Task requirements:
Reproduce every line from the one containing "Could you please point out the white" through the end of the entries, keeping the requests. Scale each coordinate in the answers by 1.6 and round it to a whole number, rounding halves up.

Given data:
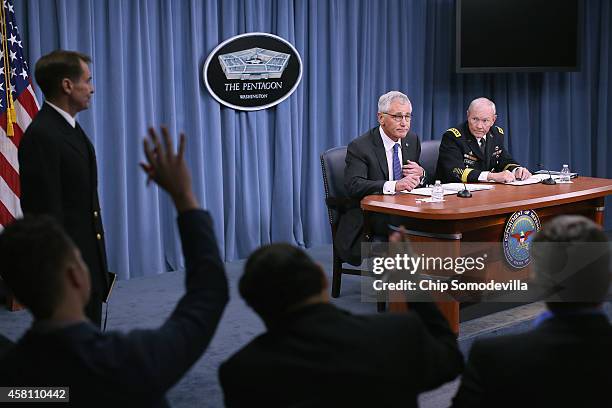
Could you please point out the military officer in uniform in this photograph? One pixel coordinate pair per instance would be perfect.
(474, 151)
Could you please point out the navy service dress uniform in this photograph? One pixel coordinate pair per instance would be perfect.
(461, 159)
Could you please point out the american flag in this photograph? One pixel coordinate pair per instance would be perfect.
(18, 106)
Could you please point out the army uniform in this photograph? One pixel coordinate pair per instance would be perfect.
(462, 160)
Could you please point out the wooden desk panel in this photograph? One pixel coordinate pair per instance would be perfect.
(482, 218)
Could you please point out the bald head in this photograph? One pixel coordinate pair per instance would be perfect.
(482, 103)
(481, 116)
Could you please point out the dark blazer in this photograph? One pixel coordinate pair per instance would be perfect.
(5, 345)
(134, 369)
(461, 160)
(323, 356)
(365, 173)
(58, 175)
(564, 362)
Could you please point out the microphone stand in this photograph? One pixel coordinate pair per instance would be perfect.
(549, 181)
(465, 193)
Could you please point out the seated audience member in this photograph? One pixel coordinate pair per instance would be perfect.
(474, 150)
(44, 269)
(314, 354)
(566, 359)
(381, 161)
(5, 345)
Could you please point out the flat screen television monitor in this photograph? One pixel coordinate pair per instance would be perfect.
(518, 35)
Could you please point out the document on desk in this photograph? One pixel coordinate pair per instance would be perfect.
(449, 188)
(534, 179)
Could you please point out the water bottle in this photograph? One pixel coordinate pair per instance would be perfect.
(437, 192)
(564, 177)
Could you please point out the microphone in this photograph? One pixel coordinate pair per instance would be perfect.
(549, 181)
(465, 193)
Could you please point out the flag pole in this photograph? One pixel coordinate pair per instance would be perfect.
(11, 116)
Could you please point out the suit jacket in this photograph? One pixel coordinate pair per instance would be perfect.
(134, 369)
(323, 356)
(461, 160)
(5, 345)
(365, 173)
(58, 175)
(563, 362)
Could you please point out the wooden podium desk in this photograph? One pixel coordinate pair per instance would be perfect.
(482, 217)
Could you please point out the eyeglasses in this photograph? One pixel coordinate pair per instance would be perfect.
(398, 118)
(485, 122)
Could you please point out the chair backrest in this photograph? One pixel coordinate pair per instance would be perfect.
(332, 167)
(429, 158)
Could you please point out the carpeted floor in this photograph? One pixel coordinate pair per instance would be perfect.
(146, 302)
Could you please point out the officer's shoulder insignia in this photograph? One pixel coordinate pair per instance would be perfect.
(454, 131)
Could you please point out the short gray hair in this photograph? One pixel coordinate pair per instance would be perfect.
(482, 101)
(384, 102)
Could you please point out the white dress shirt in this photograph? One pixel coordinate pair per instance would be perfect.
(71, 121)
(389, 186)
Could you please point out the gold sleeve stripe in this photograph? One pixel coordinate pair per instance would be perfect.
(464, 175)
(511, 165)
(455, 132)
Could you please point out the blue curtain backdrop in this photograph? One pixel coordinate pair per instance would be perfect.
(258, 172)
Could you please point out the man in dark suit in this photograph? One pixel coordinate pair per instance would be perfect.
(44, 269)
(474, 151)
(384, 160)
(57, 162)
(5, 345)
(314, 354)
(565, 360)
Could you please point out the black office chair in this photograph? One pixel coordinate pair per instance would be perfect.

Result below:
Could you please point out the white dress shirt in this photograph? One pixel coordinate pair per instance would be perfect.
(114, 194)
(622, 298)
Could you please point out the gold sleeve stripe in this photograph? One pixel coordinate pair per instance would be perfect.
(742, 280)
(818, 264)
(728, 211)
Could you please point out the blue curtain backdrop in this photograph? One pixel coordinate pair per instance would be perfect.
(413, 275)
Could you please point out the man in dark suit in this photograph? One pixel coordinate pair per instance would be perfect.
(70, 430)
(758, 242)
(614, 256)
(91, 259)
(8, 552)
(502, 566)
(904, 576)
Could you please point out the black office chair in this photograph? One pixel coordinate pair per instance would be perfect.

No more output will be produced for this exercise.